TO DO:
Substitute "mosses" for "lichens" in the stretch of the herbarium article from "The handwriting provided" through "written these labels.", and write out that stretch.
[[ DOCUMENT SEGMENT, beginning ]]
In the Collection


Plants in Little Glass Boxes
by Charlie Davis, Herbarium Curator

The herbarium of the Natural History Society of Maryland contains a hodge-podge of specimens dating from the late 1880's to the present. Numbering about 5000 specimens, many are the remains of collections from the estates of deceased members, donations by Baltimoreans, and abandoned collections of the Maryland Academy of Sciences in the late 1930’s. A few are from other states: Illinois, Ohio, Missouri, obtained through exchanges by their former owner. This was a common practice of early naturalists and particularly pharmacists. Specimens include trees, shrubs, grasses, forbs, and lichens. Data on the specimens varies from good to none; some are scientifically significant while others have marginal value - but valuable for teaching nonetheless.

One of the curious parts of the collection is stored in four, flat, pressed-cardboard boxes. Within the boxes, wrapped in Baltimore American newspapers with DUZ detergent advertisements, Krazy Kat comics, and war stories from 1944 are ninety-seven small glass-faced boxes with lichens inside. Each is numbered and the black-inked handwritten labels identify the scientific name of the lichen. Whose lichens were these? And why are they in glass display boxes?

The handwriting provided one obvious clue. Dr. Charles C. Plitt studied lichens occurring around Baltimore in the early 1900’s. Plitt’s script on other herbarium sheets suggested that indeed Plitt had written these labels.
[[ DOCUMENT SEGMENT, end ]]
[[ INFORMATION, beginning ]]
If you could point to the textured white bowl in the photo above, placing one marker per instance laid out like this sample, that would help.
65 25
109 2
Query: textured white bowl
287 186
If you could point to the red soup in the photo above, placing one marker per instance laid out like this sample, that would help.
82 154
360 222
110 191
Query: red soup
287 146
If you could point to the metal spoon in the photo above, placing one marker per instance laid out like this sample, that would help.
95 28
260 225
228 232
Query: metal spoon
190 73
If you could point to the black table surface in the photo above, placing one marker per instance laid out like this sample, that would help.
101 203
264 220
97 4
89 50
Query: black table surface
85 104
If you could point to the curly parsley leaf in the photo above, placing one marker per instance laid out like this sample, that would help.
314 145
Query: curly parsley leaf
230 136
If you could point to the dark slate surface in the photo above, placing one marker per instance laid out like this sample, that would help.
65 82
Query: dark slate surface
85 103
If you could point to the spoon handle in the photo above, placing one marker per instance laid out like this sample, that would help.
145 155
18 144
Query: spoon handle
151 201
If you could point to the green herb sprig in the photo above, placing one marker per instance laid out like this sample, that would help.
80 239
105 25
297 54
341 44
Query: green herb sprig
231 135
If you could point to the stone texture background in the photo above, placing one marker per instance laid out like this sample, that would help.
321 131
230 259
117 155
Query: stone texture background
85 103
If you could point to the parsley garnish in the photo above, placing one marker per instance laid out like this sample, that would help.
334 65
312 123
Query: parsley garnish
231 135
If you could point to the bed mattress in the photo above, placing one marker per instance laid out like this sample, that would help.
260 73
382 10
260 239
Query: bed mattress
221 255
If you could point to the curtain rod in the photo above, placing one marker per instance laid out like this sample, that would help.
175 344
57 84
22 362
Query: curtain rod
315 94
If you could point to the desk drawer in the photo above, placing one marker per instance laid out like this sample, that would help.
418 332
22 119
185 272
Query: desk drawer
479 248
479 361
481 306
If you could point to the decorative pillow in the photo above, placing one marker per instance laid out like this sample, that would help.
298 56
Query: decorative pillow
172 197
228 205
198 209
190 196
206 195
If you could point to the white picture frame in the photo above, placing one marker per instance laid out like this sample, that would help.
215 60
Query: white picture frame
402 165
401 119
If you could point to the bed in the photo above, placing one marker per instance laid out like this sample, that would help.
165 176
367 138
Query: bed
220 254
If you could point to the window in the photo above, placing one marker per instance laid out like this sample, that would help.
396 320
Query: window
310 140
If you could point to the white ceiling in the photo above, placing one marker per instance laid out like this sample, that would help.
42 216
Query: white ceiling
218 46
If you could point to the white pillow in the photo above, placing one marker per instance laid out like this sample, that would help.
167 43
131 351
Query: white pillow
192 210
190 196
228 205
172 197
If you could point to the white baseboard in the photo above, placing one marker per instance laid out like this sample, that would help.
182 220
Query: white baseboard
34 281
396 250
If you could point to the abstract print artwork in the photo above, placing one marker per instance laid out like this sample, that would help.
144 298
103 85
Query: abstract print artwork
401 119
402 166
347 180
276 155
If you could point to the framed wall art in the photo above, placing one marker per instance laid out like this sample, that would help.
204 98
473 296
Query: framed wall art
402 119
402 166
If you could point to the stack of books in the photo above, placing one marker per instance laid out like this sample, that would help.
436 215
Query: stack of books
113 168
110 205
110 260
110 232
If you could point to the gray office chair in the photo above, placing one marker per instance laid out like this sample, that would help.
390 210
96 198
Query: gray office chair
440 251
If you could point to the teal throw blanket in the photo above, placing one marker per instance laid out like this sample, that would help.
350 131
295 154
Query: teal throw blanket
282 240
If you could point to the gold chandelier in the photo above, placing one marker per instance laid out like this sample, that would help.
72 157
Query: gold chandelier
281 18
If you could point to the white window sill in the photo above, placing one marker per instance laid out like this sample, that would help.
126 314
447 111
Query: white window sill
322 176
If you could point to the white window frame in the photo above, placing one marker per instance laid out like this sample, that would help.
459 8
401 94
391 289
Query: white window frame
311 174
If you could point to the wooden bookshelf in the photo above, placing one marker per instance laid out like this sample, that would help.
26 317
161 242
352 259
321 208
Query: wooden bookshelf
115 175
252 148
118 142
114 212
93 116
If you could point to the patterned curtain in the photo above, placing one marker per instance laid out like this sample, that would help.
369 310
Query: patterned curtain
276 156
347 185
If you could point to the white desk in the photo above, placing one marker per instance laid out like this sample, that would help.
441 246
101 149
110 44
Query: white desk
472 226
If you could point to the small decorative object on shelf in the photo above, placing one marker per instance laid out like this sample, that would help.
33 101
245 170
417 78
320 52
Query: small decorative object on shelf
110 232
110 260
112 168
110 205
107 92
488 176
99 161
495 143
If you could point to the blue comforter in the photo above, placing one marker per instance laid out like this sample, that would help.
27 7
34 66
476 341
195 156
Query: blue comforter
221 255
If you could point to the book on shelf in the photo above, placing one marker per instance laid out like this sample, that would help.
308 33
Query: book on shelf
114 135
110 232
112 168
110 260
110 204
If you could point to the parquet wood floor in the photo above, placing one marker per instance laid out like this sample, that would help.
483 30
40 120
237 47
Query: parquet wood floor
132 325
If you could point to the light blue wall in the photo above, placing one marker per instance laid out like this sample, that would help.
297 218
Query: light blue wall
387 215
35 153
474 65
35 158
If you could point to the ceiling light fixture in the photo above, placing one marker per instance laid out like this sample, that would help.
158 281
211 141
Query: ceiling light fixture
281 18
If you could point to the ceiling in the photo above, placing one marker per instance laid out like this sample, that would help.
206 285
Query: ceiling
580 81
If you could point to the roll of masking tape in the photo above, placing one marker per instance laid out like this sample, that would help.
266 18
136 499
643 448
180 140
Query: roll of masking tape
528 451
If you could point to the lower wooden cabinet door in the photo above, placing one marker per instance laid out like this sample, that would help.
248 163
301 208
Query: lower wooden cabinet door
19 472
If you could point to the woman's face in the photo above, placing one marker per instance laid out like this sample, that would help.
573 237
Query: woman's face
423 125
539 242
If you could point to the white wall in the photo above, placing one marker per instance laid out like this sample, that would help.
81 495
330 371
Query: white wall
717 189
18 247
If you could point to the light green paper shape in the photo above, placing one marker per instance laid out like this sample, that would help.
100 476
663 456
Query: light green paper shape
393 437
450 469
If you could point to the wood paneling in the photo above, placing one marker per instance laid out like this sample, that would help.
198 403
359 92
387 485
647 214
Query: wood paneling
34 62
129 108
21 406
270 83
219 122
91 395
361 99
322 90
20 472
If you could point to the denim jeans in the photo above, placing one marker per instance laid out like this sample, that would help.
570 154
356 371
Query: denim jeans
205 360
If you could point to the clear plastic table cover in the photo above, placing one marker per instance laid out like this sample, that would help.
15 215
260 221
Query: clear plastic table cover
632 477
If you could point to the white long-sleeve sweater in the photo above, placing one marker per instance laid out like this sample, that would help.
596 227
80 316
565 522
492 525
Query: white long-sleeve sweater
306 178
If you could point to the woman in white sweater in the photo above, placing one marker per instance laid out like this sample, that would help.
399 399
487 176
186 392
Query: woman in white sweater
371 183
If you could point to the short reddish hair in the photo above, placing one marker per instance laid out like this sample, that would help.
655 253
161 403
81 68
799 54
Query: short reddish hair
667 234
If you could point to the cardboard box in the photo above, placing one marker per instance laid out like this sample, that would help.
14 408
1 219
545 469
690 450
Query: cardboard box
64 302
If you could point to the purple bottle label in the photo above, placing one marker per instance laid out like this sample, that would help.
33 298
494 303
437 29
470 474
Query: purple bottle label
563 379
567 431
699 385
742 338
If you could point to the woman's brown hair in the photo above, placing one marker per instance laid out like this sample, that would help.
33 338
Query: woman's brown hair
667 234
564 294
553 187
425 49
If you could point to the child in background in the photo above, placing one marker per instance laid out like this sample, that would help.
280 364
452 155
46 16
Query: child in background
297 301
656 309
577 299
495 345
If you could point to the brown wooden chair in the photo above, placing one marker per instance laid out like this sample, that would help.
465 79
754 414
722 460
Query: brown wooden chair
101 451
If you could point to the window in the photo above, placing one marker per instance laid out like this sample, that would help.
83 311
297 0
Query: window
[[ INFORMATION, end ]]
ANSWER SPACE:
The handwriting provided one obvious clue. Dr. Charles C. Plitt studied mosses occurring around Baltimore in the early 1900’s. Plitt’s script on other herbarium sheets suggested that indeed Plitt had written these labels.